§ TEXTO DE ORIGEN:
En el siguiente párrafo, Monseñor Lefebvre continúa en su eterna vacilación: «¿Es concebible que después de los años 1960 la Sede apostólica esté ocupada por Papas que son la causa de la autodestrucción de la Iglesia y que esparcen en ella el humo de Satanás?».
Monseñor Lefebvre no consigue decidirse por una respuesta negativa; por lo tanto, para él sí es concebible que falle en la Iglesia Católica un elemento normativo y eficiente instituido por Dios para darle fundamento y firmeza; para el prelado francés es concebible que quien tiene en la Iglesia Católica, por divino encargo y con divina asistencia, la plena potestad de transmitirle la conducción y formación de que ella depende en lo visible, pueda desencadenarle mucha destrucción e infundirle un humo satánico.

§ CONSIGNA:
Contesta estas preguntas con datos del texto de origen:
(a) ¿Después de qué años sitúa Monseñor Lefebvre a los Papas de su pregunta?
(b) ¿Qué esparcen esos Papas en la Iglesia, según la pregunta citada?
(c) ¿De qué nacionalidad es el prelado, según el texto?

§ INFORMACIÓN MOSTRADA:
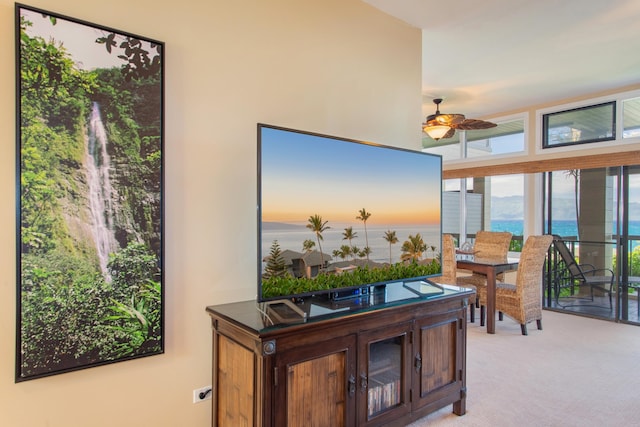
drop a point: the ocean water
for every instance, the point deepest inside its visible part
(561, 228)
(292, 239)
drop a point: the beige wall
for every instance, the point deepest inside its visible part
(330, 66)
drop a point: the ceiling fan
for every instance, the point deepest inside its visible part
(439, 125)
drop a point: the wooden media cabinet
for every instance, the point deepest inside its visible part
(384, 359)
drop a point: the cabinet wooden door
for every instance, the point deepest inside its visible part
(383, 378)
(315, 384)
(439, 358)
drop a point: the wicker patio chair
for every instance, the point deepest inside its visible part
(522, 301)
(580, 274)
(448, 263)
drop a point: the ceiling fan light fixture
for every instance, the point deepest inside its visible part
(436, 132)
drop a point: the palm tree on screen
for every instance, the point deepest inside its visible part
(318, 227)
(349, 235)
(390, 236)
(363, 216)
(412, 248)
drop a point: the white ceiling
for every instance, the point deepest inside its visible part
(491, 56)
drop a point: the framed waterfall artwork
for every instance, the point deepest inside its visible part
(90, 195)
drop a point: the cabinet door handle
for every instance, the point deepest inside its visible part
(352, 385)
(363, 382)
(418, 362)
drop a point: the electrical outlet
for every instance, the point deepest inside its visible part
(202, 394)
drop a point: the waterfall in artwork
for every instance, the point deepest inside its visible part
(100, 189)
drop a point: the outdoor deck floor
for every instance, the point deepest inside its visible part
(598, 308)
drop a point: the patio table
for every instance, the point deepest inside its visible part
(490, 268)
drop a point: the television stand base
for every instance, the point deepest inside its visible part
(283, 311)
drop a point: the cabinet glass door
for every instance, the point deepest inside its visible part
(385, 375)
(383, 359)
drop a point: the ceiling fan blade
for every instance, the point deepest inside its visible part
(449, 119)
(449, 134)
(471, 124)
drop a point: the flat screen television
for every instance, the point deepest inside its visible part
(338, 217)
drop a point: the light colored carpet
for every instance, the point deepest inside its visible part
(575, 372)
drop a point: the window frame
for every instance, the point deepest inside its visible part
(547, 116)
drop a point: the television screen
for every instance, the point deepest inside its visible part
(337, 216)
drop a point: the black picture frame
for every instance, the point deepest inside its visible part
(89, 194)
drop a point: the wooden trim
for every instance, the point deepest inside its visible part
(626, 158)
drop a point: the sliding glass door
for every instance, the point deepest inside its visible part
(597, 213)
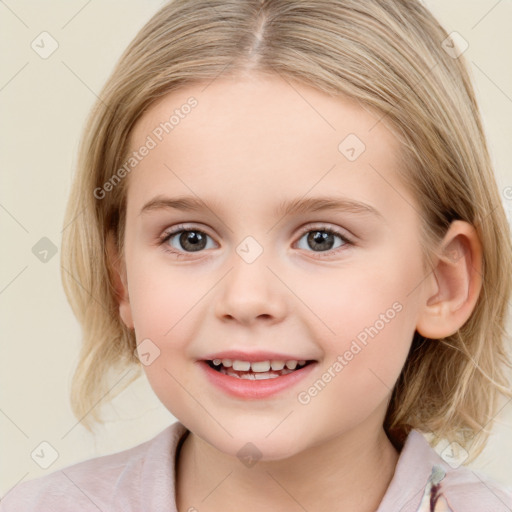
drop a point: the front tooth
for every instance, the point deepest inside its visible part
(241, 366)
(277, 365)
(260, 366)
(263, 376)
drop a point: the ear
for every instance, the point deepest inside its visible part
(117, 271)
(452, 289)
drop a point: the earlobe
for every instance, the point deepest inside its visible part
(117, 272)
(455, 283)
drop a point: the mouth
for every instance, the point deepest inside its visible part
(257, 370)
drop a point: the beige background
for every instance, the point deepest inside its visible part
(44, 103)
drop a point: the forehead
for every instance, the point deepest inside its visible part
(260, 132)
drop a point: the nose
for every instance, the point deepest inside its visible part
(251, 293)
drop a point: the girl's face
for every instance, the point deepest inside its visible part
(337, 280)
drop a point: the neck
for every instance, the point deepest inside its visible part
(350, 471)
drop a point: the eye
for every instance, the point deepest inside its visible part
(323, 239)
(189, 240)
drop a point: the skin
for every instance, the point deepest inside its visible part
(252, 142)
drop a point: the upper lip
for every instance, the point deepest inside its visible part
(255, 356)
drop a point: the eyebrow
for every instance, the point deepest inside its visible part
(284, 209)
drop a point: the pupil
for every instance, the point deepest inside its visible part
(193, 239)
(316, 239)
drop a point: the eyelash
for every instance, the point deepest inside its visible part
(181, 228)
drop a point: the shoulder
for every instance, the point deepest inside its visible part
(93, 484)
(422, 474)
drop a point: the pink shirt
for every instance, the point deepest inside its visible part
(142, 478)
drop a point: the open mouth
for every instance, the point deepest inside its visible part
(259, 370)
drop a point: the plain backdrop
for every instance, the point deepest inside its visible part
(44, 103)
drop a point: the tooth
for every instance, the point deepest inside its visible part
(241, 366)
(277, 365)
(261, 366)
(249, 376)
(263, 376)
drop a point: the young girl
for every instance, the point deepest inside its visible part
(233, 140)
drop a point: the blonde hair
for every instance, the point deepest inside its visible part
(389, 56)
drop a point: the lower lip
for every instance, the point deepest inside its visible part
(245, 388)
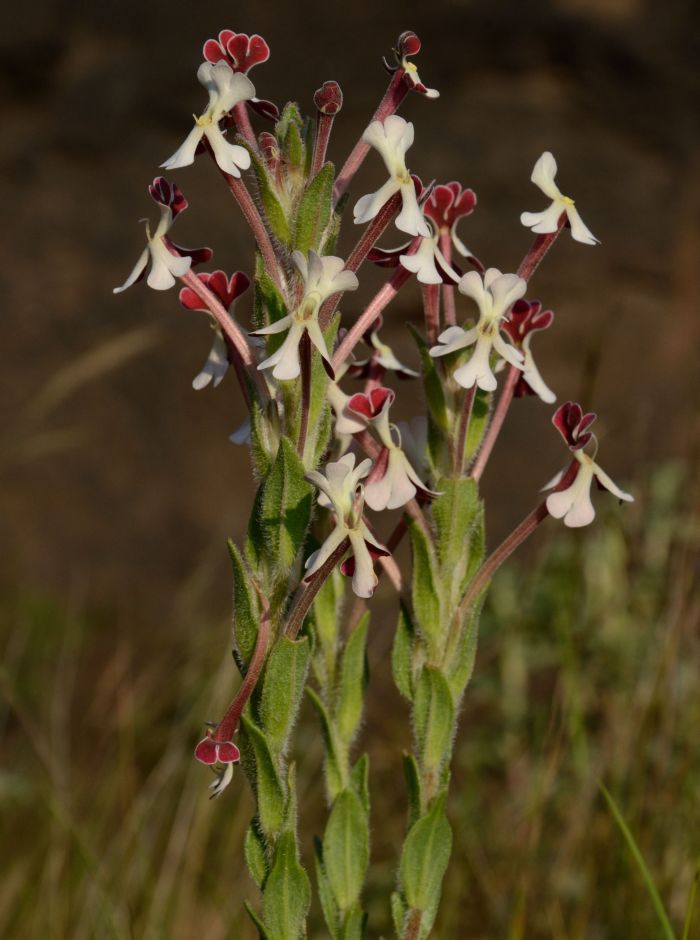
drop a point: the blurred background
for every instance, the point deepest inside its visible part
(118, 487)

§ RESPUESTA:
(a) Después de los años 1960.
(b) El humo de Satanás.
(c) Es francés.